THE DATA |
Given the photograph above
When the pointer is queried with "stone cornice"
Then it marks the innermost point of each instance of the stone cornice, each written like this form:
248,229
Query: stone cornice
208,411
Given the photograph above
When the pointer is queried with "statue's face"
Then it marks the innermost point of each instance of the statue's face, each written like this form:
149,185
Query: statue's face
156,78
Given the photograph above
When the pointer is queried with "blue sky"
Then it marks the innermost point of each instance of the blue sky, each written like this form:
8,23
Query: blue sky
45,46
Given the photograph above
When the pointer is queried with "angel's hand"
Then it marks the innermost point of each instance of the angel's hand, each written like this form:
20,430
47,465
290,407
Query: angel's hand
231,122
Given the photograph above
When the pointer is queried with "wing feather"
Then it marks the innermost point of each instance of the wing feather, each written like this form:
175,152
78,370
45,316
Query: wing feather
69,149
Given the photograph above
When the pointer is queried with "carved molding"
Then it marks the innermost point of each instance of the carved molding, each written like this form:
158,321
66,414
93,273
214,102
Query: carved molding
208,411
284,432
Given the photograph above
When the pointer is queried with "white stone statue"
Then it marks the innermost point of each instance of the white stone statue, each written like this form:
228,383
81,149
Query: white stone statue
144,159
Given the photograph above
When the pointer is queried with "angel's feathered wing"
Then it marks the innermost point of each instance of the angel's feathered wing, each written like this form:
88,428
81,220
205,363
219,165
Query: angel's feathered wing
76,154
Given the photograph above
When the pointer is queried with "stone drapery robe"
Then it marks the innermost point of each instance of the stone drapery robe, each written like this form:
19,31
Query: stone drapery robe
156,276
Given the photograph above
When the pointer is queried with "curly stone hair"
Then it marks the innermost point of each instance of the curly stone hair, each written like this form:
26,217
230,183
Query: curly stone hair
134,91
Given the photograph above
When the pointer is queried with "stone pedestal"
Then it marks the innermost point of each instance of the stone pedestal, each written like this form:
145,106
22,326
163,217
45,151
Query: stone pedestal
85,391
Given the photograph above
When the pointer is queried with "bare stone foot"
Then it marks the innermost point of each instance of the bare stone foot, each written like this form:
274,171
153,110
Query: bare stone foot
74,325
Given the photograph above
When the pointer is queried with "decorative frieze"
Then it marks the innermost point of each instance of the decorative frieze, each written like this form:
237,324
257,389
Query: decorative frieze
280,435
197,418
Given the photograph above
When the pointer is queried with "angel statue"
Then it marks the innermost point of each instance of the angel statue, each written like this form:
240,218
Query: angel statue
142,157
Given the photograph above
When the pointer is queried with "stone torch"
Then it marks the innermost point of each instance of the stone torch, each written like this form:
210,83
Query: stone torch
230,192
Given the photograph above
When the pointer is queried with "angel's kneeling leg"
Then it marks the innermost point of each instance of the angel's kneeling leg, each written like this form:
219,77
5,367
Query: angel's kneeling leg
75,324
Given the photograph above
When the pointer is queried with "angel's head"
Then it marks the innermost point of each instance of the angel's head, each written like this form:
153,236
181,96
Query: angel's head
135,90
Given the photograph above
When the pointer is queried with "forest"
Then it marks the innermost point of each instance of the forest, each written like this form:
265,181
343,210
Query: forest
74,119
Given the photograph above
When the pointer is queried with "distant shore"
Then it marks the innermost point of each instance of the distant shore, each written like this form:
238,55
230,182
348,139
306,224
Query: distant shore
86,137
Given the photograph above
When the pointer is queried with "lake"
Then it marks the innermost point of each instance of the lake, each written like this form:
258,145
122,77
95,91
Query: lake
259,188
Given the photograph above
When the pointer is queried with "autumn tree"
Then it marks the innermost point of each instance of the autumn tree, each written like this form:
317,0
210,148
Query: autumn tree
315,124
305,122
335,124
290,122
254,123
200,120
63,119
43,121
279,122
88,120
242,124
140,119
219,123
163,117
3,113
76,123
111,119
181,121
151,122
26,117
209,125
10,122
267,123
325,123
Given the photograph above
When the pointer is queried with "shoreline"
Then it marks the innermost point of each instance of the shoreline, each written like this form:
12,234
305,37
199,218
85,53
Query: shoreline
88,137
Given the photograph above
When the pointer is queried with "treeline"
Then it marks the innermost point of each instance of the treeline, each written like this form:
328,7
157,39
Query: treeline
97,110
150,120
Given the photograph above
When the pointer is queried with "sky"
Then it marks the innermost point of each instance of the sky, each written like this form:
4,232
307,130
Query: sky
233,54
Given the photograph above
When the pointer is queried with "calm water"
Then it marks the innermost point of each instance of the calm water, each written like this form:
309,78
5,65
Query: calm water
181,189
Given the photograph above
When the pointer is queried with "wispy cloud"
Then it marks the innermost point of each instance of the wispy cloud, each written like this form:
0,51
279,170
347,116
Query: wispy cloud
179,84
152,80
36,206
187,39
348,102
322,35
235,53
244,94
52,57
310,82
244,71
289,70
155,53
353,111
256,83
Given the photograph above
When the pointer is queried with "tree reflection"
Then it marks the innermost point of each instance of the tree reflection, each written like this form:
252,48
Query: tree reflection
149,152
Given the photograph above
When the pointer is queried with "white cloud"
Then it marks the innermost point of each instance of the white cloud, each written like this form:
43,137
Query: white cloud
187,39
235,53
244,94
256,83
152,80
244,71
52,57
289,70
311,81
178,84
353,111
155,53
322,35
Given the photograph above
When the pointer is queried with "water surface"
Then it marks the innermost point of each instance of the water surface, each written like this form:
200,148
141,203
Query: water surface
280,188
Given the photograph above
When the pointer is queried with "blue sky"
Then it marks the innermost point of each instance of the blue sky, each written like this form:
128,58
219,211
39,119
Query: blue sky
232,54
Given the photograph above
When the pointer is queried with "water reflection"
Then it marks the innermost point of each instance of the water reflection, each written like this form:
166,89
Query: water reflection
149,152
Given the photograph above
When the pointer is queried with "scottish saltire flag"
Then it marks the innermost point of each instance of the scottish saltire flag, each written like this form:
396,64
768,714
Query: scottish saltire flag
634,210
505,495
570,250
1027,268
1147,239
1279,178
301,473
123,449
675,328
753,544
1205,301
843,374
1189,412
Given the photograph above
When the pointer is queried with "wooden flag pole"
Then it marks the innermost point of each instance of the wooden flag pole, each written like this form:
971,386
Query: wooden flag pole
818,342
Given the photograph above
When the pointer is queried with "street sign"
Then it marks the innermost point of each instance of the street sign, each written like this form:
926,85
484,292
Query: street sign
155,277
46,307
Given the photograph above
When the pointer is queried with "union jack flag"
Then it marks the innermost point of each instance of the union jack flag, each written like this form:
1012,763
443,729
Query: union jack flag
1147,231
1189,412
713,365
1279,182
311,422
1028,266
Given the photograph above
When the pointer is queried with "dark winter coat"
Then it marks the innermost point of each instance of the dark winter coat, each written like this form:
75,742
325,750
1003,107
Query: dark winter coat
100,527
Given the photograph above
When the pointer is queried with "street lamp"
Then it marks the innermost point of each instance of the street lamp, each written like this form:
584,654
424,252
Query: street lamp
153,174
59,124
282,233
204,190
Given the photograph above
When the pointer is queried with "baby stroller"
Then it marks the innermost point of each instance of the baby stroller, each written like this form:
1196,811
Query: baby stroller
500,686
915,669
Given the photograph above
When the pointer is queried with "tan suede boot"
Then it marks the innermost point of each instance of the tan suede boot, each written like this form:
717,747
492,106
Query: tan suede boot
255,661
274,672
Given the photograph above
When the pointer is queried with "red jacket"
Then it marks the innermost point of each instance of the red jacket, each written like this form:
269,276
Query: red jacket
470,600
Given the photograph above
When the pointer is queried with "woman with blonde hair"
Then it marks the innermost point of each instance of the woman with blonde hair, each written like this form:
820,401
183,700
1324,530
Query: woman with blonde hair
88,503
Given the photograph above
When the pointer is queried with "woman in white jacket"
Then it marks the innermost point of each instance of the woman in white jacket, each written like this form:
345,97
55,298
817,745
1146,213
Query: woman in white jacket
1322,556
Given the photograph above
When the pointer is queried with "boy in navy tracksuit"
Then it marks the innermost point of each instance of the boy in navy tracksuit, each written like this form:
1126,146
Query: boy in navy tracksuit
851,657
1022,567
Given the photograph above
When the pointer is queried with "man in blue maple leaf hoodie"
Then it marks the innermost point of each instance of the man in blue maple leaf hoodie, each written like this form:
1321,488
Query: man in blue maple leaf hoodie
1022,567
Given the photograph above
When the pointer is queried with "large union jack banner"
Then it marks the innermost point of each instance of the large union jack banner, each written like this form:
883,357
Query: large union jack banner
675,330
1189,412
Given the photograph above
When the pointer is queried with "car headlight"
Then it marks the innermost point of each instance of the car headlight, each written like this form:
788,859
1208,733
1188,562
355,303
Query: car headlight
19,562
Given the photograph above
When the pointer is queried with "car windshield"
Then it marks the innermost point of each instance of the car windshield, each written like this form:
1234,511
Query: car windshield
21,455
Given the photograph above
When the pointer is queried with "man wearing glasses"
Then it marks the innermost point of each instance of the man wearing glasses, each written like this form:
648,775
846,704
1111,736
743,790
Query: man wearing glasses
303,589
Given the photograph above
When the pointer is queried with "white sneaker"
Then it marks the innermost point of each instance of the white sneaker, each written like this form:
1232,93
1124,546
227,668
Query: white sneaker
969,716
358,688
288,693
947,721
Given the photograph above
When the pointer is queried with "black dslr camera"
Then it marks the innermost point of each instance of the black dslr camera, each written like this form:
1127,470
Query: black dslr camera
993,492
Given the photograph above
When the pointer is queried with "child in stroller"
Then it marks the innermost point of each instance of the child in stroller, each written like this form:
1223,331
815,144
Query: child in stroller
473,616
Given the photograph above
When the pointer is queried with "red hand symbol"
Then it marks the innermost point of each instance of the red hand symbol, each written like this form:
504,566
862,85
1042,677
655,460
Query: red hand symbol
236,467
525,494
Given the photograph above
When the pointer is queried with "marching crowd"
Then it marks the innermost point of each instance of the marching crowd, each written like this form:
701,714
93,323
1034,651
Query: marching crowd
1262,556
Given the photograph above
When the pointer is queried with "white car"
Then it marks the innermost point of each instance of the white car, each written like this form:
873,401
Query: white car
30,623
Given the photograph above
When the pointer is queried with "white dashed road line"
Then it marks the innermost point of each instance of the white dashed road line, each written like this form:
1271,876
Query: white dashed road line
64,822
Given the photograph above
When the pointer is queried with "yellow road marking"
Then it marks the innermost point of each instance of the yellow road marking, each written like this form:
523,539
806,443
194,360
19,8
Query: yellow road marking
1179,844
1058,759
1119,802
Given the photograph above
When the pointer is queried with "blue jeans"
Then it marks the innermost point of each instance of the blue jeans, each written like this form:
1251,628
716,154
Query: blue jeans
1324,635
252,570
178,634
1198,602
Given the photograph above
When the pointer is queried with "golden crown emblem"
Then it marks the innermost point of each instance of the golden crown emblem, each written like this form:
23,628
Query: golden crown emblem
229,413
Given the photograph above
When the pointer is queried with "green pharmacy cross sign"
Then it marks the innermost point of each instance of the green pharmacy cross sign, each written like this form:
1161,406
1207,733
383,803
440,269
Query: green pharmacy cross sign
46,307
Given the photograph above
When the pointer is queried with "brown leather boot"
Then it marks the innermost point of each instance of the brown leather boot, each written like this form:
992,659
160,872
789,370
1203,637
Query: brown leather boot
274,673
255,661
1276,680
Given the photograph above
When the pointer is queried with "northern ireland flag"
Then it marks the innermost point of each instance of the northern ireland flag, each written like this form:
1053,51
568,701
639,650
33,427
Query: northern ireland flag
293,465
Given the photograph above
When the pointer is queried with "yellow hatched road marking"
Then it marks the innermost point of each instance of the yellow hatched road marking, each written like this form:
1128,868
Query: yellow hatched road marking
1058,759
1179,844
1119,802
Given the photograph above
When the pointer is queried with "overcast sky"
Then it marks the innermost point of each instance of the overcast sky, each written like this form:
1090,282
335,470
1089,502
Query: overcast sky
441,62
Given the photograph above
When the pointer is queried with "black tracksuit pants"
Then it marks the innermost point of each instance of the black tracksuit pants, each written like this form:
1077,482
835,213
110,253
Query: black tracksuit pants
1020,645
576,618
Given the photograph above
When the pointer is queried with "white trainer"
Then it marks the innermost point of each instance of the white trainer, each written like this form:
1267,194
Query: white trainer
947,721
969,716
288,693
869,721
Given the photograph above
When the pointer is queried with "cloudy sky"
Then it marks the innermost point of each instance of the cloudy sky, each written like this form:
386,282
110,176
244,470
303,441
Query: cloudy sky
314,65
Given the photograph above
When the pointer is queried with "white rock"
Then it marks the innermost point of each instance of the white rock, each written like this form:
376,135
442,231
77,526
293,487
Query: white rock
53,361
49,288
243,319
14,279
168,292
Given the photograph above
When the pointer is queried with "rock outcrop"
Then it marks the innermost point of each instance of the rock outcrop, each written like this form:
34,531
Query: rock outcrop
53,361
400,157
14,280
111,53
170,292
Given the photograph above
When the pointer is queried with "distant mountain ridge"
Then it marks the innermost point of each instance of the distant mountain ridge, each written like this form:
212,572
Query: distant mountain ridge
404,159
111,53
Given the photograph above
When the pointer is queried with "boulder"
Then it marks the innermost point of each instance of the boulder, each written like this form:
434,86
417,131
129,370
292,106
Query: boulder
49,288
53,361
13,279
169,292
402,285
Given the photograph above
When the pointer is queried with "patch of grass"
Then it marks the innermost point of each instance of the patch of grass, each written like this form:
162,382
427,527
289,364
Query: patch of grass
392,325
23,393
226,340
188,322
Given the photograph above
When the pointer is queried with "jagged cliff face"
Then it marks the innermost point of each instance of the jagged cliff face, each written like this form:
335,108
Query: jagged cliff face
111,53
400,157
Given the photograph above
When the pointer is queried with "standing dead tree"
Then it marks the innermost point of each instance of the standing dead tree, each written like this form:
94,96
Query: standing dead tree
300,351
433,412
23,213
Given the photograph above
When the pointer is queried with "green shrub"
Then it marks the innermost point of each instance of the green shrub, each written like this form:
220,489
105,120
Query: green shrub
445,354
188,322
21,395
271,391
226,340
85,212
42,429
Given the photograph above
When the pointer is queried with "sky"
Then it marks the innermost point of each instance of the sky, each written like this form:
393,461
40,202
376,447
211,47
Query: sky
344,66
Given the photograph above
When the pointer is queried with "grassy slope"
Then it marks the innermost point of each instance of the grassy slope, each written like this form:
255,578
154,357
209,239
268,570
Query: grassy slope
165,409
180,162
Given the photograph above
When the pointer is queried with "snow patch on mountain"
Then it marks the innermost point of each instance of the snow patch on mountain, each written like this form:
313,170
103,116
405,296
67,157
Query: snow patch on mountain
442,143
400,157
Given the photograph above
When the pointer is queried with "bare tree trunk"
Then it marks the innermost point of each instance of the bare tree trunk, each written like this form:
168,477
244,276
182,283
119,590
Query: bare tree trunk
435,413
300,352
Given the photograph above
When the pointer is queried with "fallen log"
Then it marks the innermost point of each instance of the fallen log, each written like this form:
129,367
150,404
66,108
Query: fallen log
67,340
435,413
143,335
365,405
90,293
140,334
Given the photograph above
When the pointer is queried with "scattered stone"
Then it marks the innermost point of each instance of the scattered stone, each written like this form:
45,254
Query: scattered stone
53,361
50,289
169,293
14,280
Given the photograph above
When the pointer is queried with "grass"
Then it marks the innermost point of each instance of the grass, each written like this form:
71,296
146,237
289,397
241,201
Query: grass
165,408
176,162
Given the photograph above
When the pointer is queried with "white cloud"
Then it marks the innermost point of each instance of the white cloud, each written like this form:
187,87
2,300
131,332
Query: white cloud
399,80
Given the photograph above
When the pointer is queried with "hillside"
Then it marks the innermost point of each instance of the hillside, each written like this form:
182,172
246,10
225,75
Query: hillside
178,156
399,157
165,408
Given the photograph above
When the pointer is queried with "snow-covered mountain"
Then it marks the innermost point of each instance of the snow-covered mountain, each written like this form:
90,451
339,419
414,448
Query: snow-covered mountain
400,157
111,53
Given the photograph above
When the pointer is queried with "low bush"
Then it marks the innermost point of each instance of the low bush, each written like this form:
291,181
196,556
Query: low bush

WHAT YOU SHOULD DO |
List every line in the records that contains the word "hatched", treating uppercase and lowercase as different.

WRITTEN SOLUTION |
When the pointer is queried with "yellow hatched road marking"
Then it marks the innermost point of each instance of the yellow hatched road marking, each written like this form:
Query: yellow hatched road marking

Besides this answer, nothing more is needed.